Problem description | According to the passage on Horvath's ageing clock, which specific sources of cells or DNA carry the donor's age signature? List every one that the text names.

Provided passage |

<<<<

Biomarkers and ageing: The clock-watcher
Rohit Khare stashed this in Singularity
Stashed in: Singularity!, Aging, Science Too, Aging
Horvath's clock emerges from epigenetics, the study of chemical and structural modifications made to the genome that do not alter the DNA sequence but that are passed along as cells divide and can influence how genes are expressed. As cells age, the pattern of epigenetic alterations shifts, and some of the changes seem to mark time. To determine a person's age, Horvath explores data for hundreds of far-flung positions on DNA from a sample of cells and notes how often those positions are methylated — that is, have a methyl group attached.
He has discovered an algorithm, based on the methylation status of a set of these genomic positions, that provides a remarkably accurate age estimate — not of the cells, but of the person the cells inhabit. White blood cells, for example, which may be just a few days or weeks old, will carry the signature of the 50-year-old donor they came from, plus or minus a few years. The same is true for DNA extracted from a cheek swab, the brain, the colon and numerous other organs. This sets the method apart from tests that rely on biomarkers of age that work in only one or two tissues, including the gold-standard dating procedure, aspartic acid racemization, which analyses proteins that are locked away for a lifetime in tooth or bone.
Once we understand age we can begin understanding how to cure aging.

>>>>

Dataset |
<<<<

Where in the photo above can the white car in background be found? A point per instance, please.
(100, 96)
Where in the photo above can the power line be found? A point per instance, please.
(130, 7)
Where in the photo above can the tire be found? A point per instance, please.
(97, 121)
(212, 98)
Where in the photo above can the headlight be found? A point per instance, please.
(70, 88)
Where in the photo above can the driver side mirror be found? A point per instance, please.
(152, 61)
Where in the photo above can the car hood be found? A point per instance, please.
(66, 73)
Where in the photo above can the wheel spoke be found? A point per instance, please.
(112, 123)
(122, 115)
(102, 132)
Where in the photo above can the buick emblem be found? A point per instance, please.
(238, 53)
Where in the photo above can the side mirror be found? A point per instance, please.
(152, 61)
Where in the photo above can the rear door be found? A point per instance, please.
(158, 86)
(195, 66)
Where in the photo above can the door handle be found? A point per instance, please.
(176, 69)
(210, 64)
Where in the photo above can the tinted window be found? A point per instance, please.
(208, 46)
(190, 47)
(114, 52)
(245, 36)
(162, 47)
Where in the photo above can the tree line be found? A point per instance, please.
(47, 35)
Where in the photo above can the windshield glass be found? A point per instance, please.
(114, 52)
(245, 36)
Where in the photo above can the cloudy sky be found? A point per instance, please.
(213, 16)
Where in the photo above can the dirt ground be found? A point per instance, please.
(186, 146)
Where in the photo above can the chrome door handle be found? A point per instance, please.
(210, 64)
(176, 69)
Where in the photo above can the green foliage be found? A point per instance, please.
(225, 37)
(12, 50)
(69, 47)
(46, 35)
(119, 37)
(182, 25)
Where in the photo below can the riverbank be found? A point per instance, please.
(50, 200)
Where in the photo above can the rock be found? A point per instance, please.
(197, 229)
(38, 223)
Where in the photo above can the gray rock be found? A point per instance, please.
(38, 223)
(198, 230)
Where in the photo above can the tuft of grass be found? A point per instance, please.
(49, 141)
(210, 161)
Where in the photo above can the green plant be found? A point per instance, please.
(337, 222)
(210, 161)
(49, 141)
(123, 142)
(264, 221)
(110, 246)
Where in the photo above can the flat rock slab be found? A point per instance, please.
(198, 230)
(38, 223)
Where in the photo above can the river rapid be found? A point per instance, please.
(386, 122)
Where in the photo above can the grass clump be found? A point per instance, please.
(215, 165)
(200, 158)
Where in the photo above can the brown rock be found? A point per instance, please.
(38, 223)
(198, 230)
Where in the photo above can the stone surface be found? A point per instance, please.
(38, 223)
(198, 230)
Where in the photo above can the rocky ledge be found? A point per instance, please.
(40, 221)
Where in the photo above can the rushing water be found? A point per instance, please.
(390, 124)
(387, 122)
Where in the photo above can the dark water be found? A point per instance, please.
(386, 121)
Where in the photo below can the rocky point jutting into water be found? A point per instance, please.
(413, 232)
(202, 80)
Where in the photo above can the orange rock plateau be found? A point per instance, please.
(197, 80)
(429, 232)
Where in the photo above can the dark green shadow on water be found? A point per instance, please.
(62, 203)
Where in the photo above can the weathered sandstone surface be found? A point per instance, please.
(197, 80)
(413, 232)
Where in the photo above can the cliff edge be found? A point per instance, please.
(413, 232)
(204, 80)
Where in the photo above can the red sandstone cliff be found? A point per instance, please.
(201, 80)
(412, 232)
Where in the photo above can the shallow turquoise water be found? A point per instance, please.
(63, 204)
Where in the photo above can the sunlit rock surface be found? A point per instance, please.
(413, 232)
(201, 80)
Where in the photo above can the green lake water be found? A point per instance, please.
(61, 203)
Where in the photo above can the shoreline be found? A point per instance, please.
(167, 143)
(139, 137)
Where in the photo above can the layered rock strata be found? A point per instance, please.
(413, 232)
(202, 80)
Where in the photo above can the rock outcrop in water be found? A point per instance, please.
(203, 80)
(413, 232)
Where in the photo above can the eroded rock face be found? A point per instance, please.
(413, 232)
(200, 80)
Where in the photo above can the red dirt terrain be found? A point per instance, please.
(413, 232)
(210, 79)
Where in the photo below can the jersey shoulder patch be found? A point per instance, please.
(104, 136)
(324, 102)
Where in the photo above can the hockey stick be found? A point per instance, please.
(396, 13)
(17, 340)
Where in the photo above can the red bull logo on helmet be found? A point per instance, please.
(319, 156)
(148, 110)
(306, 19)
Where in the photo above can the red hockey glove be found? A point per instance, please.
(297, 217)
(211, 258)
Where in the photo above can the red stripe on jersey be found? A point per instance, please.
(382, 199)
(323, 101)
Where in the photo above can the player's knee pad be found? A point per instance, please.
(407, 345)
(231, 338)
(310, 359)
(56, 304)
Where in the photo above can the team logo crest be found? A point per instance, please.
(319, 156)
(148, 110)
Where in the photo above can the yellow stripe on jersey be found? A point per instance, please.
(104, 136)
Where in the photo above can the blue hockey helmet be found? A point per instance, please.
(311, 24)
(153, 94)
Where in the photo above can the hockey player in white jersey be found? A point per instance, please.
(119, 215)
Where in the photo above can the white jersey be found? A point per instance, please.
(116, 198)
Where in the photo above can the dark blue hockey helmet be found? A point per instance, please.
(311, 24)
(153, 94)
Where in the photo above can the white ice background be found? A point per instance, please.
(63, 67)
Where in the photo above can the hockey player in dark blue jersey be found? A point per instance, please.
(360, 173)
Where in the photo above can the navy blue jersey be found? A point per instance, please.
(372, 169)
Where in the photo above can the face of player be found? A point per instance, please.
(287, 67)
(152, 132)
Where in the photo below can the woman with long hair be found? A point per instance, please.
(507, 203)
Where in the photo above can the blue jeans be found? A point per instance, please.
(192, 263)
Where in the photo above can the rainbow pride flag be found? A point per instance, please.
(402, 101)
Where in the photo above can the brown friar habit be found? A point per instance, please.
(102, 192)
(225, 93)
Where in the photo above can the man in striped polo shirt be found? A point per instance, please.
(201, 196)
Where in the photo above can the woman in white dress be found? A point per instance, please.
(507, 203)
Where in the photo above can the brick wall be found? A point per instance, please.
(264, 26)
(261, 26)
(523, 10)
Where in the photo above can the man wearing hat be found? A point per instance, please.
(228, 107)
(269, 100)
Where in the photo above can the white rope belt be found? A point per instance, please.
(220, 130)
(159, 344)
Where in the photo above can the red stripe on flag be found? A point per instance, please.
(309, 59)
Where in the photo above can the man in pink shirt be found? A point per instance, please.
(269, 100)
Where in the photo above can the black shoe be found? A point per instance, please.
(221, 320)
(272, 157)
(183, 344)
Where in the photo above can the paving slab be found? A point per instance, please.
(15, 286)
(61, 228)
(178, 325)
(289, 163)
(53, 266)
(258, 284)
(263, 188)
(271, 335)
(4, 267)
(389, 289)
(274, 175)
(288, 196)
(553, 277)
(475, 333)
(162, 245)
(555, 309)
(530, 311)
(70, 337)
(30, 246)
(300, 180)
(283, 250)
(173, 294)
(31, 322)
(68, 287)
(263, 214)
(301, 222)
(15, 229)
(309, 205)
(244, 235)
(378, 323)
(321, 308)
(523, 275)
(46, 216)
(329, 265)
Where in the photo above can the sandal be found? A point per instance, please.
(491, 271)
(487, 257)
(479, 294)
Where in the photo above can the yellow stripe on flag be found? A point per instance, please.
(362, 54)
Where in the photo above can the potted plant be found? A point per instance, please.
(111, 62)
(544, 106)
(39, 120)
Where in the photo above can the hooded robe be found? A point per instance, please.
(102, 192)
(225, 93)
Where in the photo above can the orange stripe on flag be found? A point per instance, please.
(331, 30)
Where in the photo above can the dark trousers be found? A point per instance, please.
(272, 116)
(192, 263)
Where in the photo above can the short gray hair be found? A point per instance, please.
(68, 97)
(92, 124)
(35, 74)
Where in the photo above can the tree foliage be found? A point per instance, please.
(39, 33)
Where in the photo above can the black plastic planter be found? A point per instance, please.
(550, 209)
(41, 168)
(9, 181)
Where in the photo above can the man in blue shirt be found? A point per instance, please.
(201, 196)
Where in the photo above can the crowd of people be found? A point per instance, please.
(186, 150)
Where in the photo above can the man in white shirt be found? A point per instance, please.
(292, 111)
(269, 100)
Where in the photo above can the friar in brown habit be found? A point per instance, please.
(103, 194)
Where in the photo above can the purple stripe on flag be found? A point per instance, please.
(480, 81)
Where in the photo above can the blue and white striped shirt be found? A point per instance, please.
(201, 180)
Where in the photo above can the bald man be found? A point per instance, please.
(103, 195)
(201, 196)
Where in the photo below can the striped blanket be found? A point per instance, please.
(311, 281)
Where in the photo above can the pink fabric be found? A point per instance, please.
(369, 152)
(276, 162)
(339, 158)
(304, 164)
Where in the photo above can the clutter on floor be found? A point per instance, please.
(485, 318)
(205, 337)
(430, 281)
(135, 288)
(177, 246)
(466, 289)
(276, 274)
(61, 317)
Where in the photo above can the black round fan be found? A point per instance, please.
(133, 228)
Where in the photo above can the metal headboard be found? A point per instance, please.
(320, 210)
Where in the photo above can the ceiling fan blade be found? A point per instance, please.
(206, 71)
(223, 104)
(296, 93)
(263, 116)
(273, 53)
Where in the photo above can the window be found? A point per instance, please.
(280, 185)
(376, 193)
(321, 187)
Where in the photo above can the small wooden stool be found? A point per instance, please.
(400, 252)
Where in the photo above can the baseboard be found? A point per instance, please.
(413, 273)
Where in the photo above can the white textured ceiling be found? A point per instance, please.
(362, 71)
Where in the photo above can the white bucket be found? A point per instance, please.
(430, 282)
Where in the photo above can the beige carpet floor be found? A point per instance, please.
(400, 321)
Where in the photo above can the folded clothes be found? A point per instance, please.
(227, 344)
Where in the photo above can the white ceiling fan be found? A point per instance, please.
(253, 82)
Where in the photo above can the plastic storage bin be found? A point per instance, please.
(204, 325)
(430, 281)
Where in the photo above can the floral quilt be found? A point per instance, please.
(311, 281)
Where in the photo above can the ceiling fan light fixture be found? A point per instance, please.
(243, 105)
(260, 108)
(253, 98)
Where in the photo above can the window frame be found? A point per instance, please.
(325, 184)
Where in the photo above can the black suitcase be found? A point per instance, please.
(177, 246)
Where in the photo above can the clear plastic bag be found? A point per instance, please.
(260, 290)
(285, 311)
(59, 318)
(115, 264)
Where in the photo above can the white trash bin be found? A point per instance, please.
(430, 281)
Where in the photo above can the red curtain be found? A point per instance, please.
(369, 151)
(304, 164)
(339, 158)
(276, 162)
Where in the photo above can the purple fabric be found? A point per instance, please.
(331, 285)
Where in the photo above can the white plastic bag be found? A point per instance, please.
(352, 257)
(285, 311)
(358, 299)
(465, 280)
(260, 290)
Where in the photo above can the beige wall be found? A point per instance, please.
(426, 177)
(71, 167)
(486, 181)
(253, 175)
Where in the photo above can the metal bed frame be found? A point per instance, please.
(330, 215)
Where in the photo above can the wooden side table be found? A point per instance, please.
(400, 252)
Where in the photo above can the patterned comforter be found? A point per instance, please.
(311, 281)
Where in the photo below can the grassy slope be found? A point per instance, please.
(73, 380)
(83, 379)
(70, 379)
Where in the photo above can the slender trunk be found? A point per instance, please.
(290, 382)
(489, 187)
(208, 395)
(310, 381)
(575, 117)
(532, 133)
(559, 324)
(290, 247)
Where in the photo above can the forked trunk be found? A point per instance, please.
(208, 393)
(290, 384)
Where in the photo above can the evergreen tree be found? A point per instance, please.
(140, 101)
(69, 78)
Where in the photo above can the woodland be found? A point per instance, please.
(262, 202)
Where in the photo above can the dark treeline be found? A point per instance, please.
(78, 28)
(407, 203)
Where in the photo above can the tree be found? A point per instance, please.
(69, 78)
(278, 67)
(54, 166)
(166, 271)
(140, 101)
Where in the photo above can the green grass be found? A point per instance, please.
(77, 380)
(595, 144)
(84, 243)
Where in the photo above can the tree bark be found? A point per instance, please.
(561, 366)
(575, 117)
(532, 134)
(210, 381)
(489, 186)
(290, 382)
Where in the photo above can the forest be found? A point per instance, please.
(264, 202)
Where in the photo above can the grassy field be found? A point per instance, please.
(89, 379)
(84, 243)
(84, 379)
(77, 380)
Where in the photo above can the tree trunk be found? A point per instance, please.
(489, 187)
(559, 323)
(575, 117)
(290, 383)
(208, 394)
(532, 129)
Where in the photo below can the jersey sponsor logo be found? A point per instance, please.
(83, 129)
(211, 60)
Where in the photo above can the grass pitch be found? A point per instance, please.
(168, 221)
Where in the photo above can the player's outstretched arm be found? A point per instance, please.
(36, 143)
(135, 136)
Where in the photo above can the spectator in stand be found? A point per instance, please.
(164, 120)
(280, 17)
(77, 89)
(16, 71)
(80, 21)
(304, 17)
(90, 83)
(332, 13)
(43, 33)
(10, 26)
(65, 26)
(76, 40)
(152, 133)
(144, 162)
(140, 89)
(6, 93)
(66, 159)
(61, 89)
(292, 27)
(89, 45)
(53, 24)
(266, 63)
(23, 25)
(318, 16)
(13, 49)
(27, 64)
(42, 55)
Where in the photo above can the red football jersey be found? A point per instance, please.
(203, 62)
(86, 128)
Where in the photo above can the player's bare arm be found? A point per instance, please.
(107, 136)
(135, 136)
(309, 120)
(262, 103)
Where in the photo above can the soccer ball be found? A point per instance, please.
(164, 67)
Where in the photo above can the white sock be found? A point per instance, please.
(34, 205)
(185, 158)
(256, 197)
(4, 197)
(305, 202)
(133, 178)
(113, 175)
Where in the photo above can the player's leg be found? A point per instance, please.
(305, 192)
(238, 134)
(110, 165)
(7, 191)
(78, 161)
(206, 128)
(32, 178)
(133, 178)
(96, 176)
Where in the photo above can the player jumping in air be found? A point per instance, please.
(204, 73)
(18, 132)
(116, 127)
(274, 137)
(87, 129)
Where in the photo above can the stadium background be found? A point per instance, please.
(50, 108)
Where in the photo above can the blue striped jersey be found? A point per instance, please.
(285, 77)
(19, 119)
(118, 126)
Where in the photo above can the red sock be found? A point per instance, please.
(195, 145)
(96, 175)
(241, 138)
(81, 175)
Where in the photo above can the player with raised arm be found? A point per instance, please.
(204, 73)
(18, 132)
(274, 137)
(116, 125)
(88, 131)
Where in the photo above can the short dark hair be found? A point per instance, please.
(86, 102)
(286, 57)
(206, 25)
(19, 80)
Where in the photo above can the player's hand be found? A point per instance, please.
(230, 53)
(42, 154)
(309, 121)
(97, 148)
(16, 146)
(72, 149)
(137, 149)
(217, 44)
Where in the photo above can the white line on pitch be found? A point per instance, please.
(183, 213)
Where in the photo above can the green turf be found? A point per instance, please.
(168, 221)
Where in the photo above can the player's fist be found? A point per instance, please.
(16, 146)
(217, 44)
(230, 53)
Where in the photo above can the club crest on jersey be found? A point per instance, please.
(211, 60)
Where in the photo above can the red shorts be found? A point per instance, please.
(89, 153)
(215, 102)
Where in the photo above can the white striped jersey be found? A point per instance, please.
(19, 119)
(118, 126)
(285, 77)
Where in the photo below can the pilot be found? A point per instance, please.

>>>>

Response box |
- White blood cells
- DNA extracted from a cheek swab
- The brain
- The colon